(A block of data)
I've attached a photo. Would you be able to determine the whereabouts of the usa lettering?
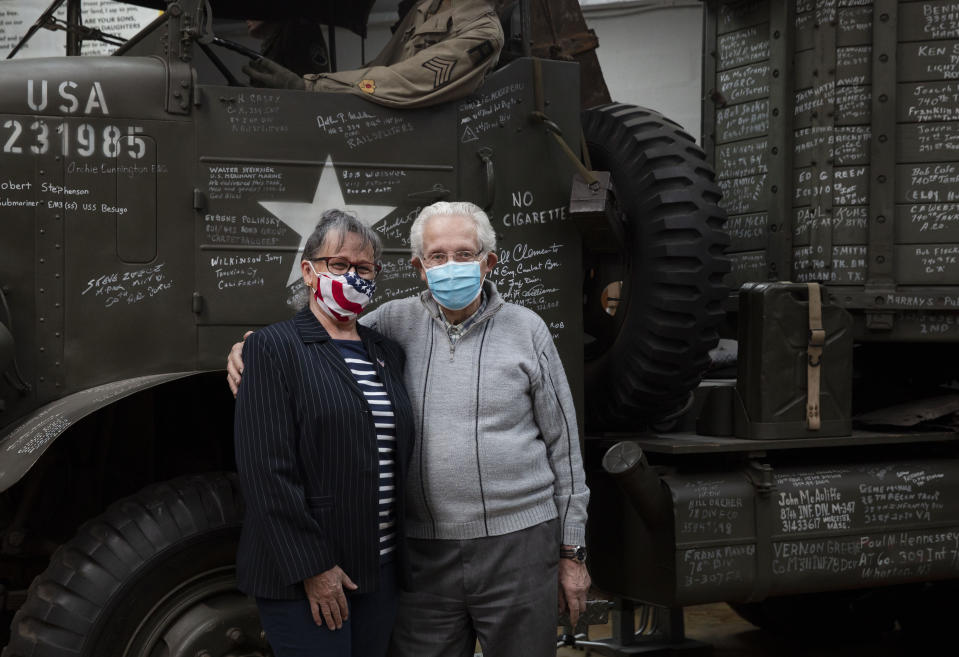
[27,80,110,116]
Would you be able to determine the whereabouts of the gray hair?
[303,210,383,262]
[410,201,496,258]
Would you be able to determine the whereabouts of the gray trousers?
[391,520,560,657]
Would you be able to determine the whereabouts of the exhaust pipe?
[0,322,16,374]
[603,441,672,529]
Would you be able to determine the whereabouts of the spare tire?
[582,103,729,430]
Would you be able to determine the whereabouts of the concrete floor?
[557,603,916,657]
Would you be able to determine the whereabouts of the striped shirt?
[333,340,396,563]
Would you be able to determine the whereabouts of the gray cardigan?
[361,281,589,545]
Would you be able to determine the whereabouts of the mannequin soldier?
[243,0,503,107]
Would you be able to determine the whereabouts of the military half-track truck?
[585,0,959,640]
[0,0,729,657]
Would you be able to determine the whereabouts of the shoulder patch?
[423,56,456,89]
[466,39,496,64]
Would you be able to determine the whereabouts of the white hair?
[410,201,496,258]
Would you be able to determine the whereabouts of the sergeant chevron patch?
[423,57,456,89]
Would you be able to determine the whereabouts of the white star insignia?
[260,157,396,287]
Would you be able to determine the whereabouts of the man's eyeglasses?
[307,256,383,279]
[423,251,483,268]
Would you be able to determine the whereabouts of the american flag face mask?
[310,262,376,322]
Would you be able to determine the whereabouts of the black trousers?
[256,562,397,657]
[391,520,560,657]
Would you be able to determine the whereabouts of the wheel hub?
[125,568,273,657]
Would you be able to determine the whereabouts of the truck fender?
[0,371,201,492]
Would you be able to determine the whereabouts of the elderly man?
[229,202,590,657]
[243,0,508,107]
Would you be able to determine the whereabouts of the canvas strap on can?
[806,283,826,431]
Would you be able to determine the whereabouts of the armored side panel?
[184,59,583,416]
[590,459,959,606]
[735,283,853,438]
[0,57,196,427]
[703,0,959,342]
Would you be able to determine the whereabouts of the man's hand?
[559,558,592,627]
[243,58,306,90]
[226,331,253,397]
[303,566,357,630]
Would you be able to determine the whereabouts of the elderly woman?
[234,210,413,657]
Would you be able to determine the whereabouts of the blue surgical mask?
[426,261,483,310]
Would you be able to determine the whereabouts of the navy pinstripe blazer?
[234,307,413,599]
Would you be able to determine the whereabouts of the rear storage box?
[734,283,853,439]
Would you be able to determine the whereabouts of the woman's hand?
[303,566,357,630]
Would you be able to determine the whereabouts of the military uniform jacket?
[305,0,503,107]
[234,308,413,599]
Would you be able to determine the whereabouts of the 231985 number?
[0,119,147,160]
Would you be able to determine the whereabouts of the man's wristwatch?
[559,545,586,563]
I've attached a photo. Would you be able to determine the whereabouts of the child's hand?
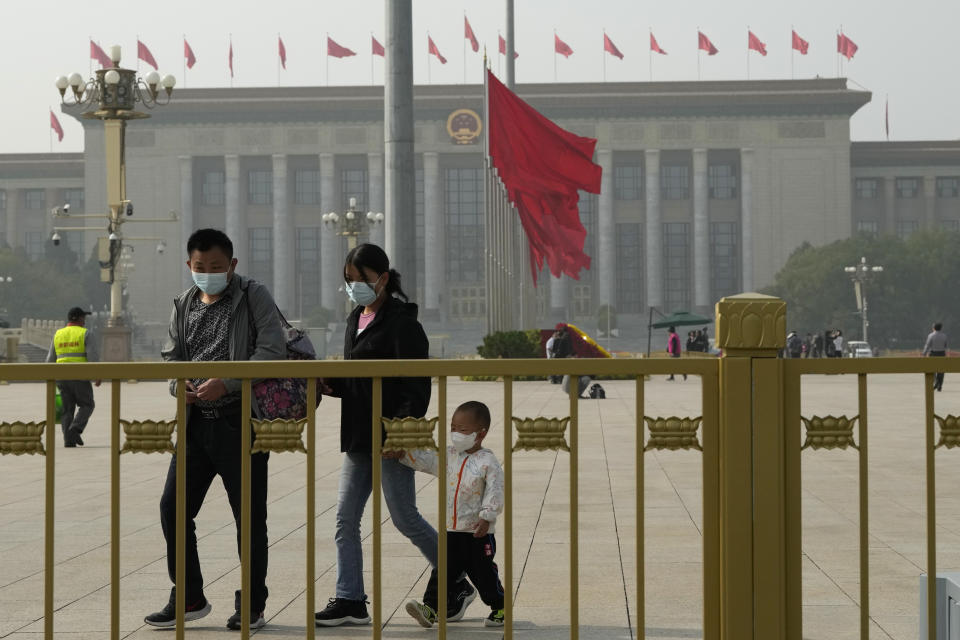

TASK DETAILS: Please copy everything in the material from the line containing "Would you be able to determine the whereabouts of the mannequin" down to the line containing "[423,251,483,268]", both of those lines included.

WRITTEN RESPONSE:
Would you be able to determine the whereabouts of the mannequin soldier?
[243,0,503,107]
Would you be able to determine the whereabouts of the military half-track truck?
[585,0,959,640]
[0,0,729,657]
Would you be able to determine the whereabouts of the shoulder patch?
[423,56,456,89]
[466,39,496,64]
Would you be able to determine the whereabouts of the white hair?
[410,201,496,258]
Would you be able to determine the whereabouts of the sergeant chevron patch?
[423,57,456,89]
Would you be able to determine the whereabouts of the white star insignia?
[260,157,396,287]
Would you be able to determine the whereabouts of the man's eyeglasses?
[307,256,383,279]
[423,251,483,268]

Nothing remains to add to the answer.